__THE TASK__: Every entry, from the first line to the last, should be output exactly.

(Beginning of PROVIDED RECORDS)

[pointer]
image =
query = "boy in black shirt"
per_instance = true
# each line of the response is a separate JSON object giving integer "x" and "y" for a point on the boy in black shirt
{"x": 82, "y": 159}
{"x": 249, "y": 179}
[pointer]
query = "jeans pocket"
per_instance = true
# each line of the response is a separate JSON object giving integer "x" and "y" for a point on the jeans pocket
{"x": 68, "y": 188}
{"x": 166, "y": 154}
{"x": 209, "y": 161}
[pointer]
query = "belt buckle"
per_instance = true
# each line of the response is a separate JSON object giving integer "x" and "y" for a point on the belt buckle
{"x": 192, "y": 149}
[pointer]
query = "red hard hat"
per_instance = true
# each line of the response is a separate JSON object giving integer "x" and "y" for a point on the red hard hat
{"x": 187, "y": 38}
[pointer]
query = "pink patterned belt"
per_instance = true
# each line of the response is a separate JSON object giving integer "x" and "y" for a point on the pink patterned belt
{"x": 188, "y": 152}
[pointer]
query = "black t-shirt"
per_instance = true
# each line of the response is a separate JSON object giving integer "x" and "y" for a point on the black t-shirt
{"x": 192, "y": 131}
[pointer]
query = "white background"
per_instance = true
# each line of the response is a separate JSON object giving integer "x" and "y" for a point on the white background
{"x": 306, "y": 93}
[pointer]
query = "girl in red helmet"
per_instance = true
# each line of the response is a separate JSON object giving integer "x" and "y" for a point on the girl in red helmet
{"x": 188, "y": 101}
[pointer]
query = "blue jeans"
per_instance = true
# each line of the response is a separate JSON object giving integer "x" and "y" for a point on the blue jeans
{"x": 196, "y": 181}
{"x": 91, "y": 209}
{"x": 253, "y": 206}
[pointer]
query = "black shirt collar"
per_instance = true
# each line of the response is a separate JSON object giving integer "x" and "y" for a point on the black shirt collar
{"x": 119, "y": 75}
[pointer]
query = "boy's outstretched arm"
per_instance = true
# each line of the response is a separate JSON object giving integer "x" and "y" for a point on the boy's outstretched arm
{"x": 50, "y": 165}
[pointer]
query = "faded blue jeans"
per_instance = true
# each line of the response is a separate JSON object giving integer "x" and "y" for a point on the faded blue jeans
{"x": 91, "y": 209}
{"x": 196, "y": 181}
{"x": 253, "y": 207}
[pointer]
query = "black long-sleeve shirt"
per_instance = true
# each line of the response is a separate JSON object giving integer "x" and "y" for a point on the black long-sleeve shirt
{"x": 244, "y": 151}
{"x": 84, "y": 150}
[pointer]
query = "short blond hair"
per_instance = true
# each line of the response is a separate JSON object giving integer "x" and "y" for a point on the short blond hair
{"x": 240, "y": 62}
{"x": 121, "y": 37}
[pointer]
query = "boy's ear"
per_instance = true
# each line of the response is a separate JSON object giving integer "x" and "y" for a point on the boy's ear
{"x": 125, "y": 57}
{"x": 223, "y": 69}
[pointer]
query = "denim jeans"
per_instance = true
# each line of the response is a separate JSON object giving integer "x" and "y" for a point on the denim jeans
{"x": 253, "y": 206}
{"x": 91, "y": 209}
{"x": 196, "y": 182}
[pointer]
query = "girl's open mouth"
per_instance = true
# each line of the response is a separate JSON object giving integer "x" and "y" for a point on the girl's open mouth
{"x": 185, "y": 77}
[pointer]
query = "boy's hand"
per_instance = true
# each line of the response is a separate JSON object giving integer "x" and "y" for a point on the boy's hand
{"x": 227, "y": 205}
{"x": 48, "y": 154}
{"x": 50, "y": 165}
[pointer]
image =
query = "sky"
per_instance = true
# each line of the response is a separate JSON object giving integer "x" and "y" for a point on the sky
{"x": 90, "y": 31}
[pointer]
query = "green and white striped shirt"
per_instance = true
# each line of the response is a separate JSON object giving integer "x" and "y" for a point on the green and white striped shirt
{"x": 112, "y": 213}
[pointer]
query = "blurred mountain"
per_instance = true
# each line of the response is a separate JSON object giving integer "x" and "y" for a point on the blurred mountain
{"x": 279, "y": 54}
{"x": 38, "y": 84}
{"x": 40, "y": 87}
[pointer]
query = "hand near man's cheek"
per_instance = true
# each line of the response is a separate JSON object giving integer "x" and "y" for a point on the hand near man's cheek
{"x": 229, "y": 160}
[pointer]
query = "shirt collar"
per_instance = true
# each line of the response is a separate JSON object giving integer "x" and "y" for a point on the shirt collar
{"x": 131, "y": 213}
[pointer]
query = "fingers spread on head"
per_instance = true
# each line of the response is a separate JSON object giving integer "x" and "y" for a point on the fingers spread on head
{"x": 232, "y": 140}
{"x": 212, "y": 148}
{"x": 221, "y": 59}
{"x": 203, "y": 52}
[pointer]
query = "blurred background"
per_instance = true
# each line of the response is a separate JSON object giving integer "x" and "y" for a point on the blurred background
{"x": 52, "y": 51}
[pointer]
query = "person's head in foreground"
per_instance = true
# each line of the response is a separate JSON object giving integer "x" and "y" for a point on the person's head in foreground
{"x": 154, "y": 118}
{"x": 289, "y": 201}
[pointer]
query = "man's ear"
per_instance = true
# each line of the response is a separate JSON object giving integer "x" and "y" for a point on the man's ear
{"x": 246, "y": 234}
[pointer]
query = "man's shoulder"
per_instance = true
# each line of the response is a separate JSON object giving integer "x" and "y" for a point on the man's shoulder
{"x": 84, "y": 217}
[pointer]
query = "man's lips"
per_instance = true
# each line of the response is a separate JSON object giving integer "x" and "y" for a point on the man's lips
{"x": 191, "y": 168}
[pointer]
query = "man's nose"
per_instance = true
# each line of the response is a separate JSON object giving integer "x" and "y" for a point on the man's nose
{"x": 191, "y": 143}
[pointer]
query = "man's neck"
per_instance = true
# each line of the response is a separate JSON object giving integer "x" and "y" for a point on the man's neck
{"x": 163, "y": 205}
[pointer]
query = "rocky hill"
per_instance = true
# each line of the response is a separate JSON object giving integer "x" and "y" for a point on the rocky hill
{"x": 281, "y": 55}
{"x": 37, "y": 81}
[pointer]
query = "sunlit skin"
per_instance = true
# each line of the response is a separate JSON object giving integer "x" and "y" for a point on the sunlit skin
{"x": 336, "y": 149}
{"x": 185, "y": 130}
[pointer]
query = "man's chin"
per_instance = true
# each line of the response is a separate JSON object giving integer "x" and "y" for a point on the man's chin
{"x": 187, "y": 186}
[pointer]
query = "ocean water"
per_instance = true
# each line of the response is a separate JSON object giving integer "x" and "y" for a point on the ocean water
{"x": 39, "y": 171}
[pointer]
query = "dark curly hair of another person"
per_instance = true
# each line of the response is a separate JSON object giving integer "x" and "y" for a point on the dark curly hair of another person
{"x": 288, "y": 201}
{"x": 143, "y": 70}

(End of PROVIDED RECORDS)

__ANSWER FOR THIS EXERCISE__:
[pointer]
image =
query = "boy in black shirt"
per_instance = true
# each line of the response is a separate JSON object giving integer "x" and "y" for a point on the boy in black shirt
{"x": 82, "y": 159}
{"x": 249, "y": 179}
[pointer]
query = "jeans pocket"
per_instance = true
# each line of the response is a separate JSON object giving integer "x" and "y" for a point on the jeans pocket
{"x": 68, "y": 188}
{"x": 166, "y": 154}
{"x": 209, "y": 161}
[pointer]
query = "belt buckle"
per_instance = true
# each line of the response is a separate JSON object giving integer "x" and "y" for a point on the belt buckle
{"x": 192, "y": 149}
[pointer]
query = "red hard hat"
per_instance = true
# each line of the response is a separate JSON object giving integer "x" and "y" for a point on the red hard hat
{"x": 187, "y": 38}
[pointer]
query = "pink patterned belt"
per_instance = true
# each line of the response is a separate JSON object giving integer "x" and "y" for a point on the pink patterned belt
{"x": 188, "y": 152}
[pointer]
query = "black t-shirt"
per_instance = true
# each line of the response is a separate JSON object giving integer "x" and "y" for a point on the black t-shirt
{"x": 192, "y": 131}
[pointer]
query = "white background"
per_instance = true
# each line of the response is a separate JSON object giving integer "x" and "y" for a point on the white background
{"x": 306, "y": 93}
[pointer]
query = "girl in red helmet"
per_instance = true
# each line of the response is a separate JSON object giving integer "x" and "y" for a point on the girl in red helmet
{"x": 188, "y": 101}
[pointer]
query = "blue jeans"
per_instance = true
# each line of the response is a separate JSON object giving integer "x" and "y" for a point on the blue jeans
{"x": 196, "y": 181}
{"x": 91, "y": 209}
{"x": 253, "y": 206}
[pointer]
query = "black shirt collar"
per_instance = true
# each line of the response is a separate JSON object giving integer "x" and "y" for a point on the black shirt collar
{"x": 119, "y": 75}
[pointer]
query = "boy's outstretched arm"
per_instance = true
# each line of the response is a separate JSON object giving integer "x" and "y" for a point on the boy's outstretched arm
{"x": 50, "y": 165}
[pointer]
query = "faded blue jeans"
per_instance = true
# each line of the response is a separate JSON object giving integer "x" and "y" for a point on the faded blue jeans
{"x": 91, "y": 209}
{"x": 196, "y": 181}
{"x": 253, "y": 207}
[pointer]
query = "black long-sleeve shirt"
per_instance = true
# each line of the response is a separate JSON object giving integer "x" and "y" for a point on the black long-sleeve shirt
{"x": 244, "y": 151}
{"x": 84, "y": 150}
[pointer]
query = "short blond hair"
per_instance = true
# each line of the response is a separate JSON object giving integer "x" and "y" for a point on the short blond hair
{"x": 240, "y": 62}
{"x": 121, "y": 37}
[pointer]
query = "boy's ear"
per_instance = true
# each line of the response is a separate JSON object giving integer "x" and "y" for a point on the boy's ear
{"x": 125, "y": 57}
{"x": 223, "y": 69}
[pointer]
query = "denim jeans"
per_instance = true
# each line of the response is a separate JSON object giving integer "x" and "y" for a point on the denim jeans
{"x": 253, "y": 206}
{"x": 91, "y": 209}
{"x": 196, "y": 182}
[pointer]
query = "girl's open mouth"
per_instance = true
# each line of the response is a separate JSON object giving integer "x" and "y" for a point on the girl's open mouth
{"x": 185, "y": 77}
[pointer]
query = "boy's hand"
per_instance = true
# each line of the response is a separate JSON object giving integer "x" and "y" for a point on the boy's hand
{"x": 227, "y": 205}
{"x": 48, "y": 154}
{"x": 50, "y": 165}
[pointer]
image =
query = "sky"
per_instance = true
# each line of the response is a separate JSON object giving integer "x" and "y" for a point on the sky
{"x": 90, "y": 31}
[pointer]
query = "green and white striped shirt"
per_instance = true
# each line of the response is a separate JSON object giving integer "x" and "y" for a point on the green and white striped shirt
{"x": 112, "y": 213}
[pointer]
query = "blurred mountain"
per_instance = true
# each line of the response is a separate JSON object giving integer "x" and "y" for a point on the blurred mountain
{"x": 279, "y": 54}
{"x": 38, "y": 84}
{"x": 40, "y": 87}
[pointer]
query = "hand near man's cheek"
per_instance = true
# each line of the response is a separate JSON object giving integer "x" and "y" for a point on the hand near man's cheek
{"x": 229, "y": 160}
[pointer]
query = "shirt collar"
per_instance = true
# each line of the response is a separate JSON object giving integer "x" and "y" for a point on the shirt collar
{"x": 131, "y": 213}
[pointer]
query = "fingers spread on head"
per_instance = true
# each line of the response is a separate JSON object giving integer "x" and "y" for a point on the fingers spread on head
{"x": 232, "y": 140}
{"x": 212, "y": 148}
{"x": 221, "y": 59}
{"x": 203, "y": 52}
[pointer]
query = "blurred background"
per_instance = true
# each line of the response is a separate JSON object giving integer "x" and "y" for a point on the blurred background
{"x": 52, "y": 51}
[pointer]
query = "person's head in foreground"
per_instance = true
# each line of the response is a separate JSON object giving integer "x" and "y" for a point on the person's head in foreground
{"x": 154, "y": 118}
{"x": 289, "y": 201}
[pointer]
query = "man's ear"
per_instance = true
# each line of the response is a separate JSON object giving integer "x" and "y" for a point on the man's ear
{"x": 246, "y": 234}
[pointer]
query = "man's shoulder"
per_instance = true
# each line of the response is a separate JSON object giving integer "x" and "y" for a point on the man's shoulder
{"x": 84, "y": 217}
[pointer]
query = "man's lips"
per_instance = true
# each line of the response is a separate JSON object giving integer "x" and "y" for a point on the man's lips
{"x": 191, "y": 168}
[pointer]
query = "man's nose"
per_instance = true
# each line of the response is a separate JSON object giving integer "x" and "y" for a point on the man's nose
{"x": 191, "y": 143}
[pointer]
query = "man's neck"
per_instance = true
# each line of the response is a separate JSON object giving integer "x" and "y" for a point on the man's neck
{"x": 163, "y": 205}
[pointer]
query = "rocky hill"
per_instance = true
# each line of the response is a separate JSON object giving integer "x" and "y" for a point on the rocky hill
{"x": 281, "y": 55}
{"x": 37, "y": 81}
[pointer]
query = "sunlit skin"
per_instance = true
# each line of the response is a separate JSON object giving integer "x" and "y" for a point on the sunlit skin
{"x": 336, "y": 149}
{"x": 185, "y": 130}
[pointer]
query = "man's chin"
per_instance = true
# each line of the response is a separate JSON object giving integer "x" and "y" for a point on the man's chin
{"x": 187, "y": 186}
[pointer]
query = "ocean water"
per_instance = true
# each line of the response is a separate JSON object giving integer "x" and "y" for a point on the ocean water
{"x": 39, "y": 171}
[pointer]
query = "dark curly hair of another person"
per_instance = true
# each line of the response is a separate JSON object giving integer "x" and "y" for a point on the dark curly hair of another person
{"x": 288, "y": 201}
{"x": 143, "y": 70}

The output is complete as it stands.